Task directions: The entries below must be retyped in full. Keep every word the same.

Stored data:
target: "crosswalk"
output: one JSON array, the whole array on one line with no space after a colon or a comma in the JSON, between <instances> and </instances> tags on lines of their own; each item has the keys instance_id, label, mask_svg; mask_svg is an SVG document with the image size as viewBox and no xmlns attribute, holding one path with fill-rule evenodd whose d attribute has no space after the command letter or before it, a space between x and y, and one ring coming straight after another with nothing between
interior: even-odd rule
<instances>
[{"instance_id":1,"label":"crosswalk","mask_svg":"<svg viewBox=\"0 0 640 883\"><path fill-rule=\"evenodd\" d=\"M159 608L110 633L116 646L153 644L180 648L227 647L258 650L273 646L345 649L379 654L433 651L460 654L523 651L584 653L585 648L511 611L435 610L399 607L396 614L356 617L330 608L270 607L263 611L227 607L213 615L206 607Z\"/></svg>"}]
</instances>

Output:
target: "crosswalk"
output: one JSON array, the whole array on one line with no space after a colon or a comma in the JSON, between <instances> and </instances> tags on lines of their own; each item has the keys instance_id, label, mask_svg; mask_svg is an SVG document with the image size as viewBox and no xmlns attribute, holding one path with fill-rule evenodd whose d attribute has no space after the command letter or before it, a space between x and y, and one ring coming straight after another with nothing between
interior: even-odd rule
<instances>
[{"instance_id":1,"label":"crosswalk","mask_svg":"<svg viewBox=\"0 0 640 883\"><path fill-rule=\"evenodd\" d=\"M159 608L110 633L116 646L153 644L180 648L227 647L258 650L273 646L345 649L379 654L433 651L460 654L523 651L584 653L585 648L511 611L435 610L399 607L396 614L356 617L330 608L270 607L263 611L227 607L213 615L206 607Z\"/></svg>"}]
</instances>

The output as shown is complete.